→ 任务说明
统计下方条目中包含字符串“fence”的行数，仅写出该数字。
_ _ _ _
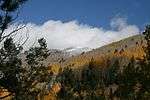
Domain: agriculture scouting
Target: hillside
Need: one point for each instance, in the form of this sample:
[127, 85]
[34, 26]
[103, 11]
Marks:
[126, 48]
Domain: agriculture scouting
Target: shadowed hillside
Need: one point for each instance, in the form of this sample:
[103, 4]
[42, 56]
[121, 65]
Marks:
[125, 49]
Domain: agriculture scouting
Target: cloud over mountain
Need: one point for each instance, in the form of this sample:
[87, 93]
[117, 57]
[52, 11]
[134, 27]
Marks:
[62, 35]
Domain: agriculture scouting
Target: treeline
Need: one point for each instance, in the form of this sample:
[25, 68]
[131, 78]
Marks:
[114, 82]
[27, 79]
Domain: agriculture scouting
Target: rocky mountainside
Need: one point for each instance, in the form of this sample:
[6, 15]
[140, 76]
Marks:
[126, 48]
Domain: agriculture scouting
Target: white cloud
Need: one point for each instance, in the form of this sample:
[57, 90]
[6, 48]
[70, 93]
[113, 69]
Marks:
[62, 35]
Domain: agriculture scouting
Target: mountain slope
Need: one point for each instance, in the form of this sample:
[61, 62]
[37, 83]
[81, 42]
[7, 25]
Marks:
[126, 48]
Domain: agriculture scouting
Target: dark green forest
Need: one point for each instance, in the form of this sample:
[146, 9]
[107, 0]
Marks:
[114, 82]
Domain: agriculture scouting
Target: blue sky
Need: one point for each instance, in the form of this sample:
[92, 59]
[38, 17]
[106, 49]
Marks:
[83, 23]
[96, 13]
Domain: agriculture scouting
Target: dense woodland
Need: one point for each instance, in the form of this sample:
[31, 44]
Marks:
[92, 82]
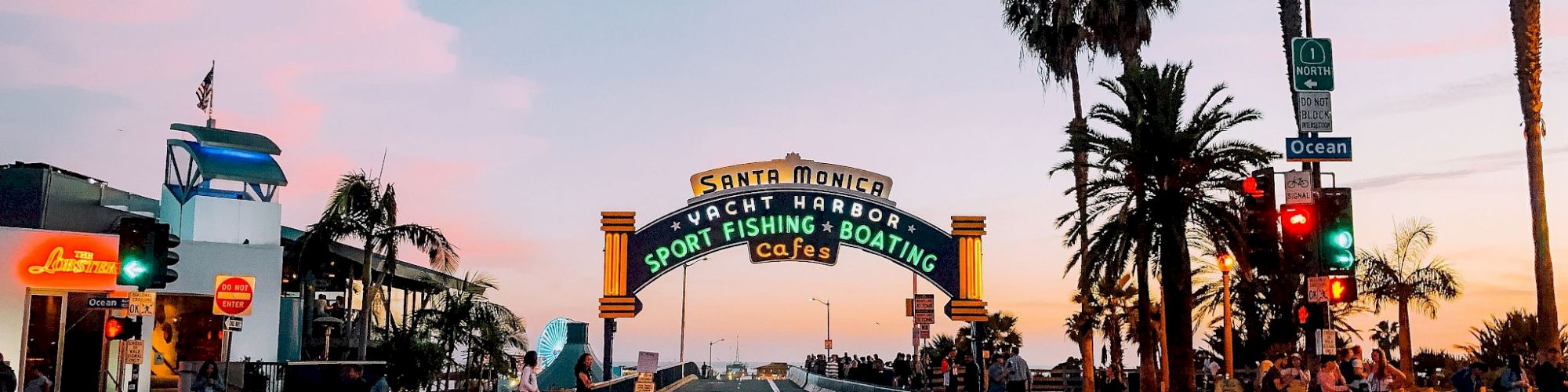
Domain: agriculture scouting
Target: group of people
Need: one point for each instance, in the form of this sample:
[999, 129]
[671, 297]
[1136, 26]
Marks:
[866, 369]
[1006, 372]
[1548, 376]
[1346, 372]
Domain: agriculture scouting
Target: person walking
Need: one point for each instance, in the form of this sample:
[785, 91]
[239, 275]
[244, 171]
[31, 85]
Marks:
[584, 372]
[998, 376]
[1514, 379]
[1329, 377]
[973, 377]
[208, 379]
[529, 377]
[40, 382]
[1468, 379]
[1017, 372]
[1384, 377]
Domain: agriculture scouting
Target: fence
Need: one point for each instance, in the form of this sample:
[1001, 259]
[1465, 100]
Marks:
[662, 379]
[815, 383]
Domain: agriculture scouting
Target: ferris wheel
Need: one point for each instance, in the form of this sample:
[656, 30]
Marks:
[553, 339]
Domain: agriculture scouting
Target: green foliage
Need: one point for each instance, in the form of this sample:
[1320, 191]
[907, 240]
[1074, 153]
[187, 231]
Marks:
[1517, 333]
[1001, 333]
_ _ _ _
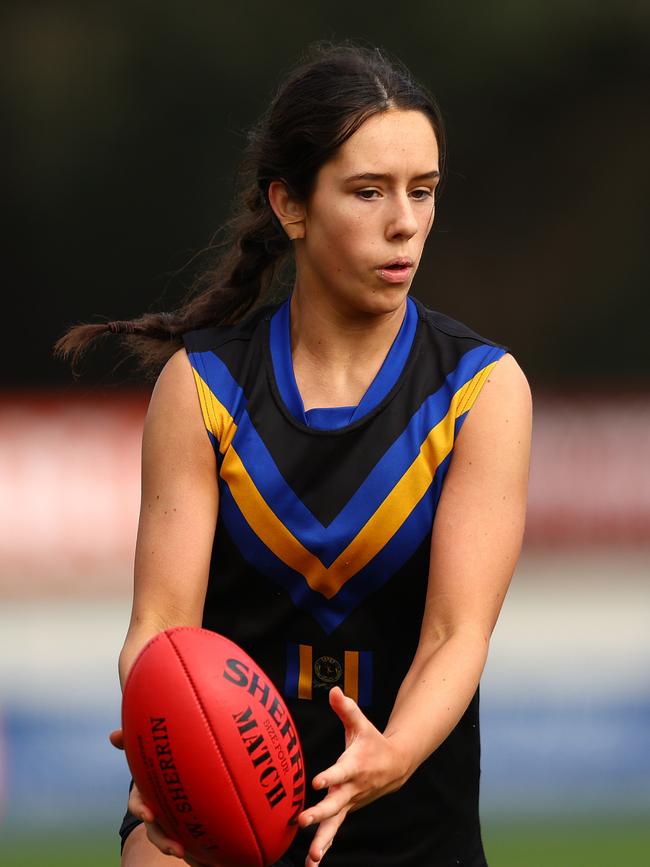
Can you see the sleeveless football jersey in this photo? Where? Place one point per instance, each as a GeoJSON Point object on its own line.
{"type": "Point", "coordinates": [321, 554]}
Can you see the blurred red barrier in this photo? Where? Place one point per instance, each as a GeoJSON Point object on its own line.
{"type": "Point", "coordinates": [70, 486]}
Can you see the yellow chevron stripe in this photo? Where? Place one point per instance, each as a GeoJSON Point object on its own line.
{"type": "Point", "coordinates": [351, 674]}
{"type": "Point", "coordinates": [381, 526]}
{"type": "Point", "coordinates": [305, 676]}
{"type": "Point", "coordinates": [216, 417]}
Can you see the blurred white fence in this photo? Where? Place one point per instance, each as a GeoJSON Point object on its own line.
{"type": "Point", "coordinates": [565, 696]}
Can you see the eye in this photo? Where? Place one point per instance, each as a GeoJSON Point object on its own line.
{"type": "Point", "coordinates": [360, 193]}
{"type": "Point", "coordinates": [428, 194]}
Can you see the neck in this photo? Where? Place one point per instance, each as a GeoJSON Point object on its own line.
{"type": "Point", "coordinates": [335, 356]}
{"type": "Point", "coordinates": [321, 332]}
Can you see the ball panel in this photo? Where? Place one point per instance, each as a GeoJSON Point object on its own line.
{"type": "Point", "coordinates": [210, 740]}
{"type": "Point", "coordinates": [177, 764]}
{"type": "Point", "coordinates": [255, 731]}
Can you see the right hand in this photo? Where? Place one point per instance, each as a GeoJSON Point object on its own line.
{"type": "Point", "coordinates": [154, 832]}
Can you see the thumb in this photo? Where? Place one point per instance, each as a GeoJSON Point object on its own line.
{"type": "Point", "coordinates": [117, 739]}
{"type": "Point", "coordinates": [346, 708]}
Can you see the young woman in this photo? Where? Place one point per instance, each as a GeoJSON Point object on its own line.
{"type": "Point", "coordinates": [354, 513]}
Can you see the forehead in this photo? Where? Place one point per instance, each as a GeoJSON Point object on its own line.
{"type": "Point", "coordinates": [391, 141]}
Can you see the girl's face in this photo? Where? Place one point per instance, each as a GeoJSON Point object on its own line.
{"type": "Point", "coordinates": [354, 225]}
_ _ _ _
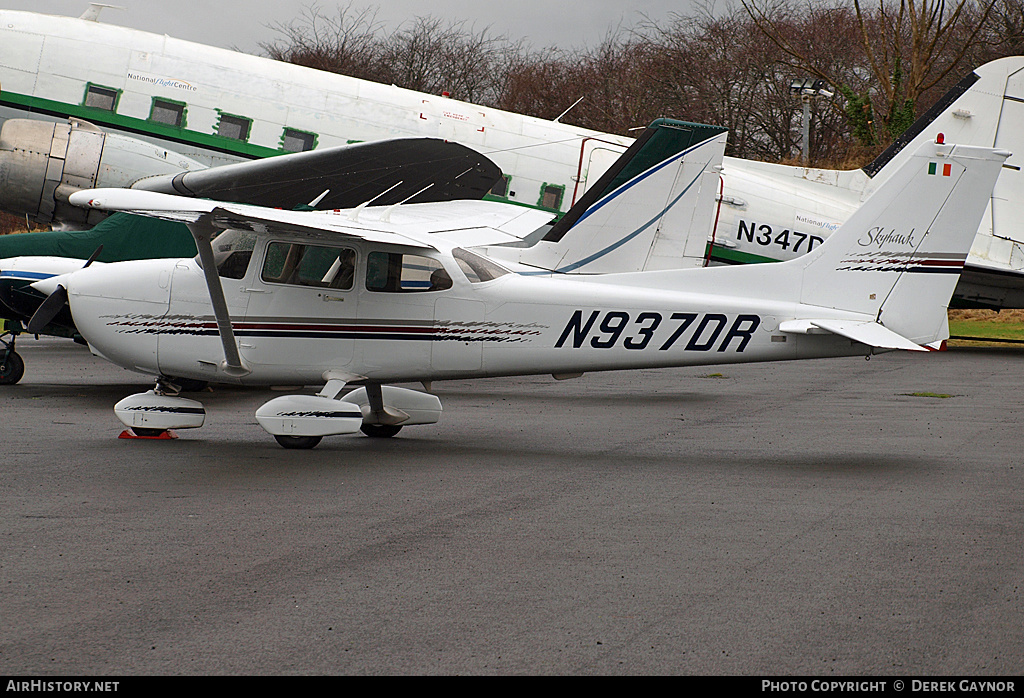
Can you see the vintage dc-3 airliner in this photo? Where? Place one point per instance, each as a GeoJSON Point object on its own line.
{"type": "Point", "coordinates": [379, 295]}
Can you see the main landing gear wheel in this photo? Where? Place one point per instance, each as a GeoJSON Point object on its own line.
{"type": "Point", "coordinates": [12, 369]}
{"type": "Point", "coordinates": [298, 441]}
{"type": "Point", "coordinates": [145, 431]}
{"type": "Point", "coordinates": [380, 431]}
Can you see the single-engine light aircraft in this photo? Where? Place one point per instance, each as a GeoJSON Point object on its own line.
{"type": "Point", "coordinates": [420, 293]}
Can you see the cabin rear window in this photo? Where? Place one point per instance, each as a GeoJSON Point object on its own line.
_ _ _ _
→ 任务答案
2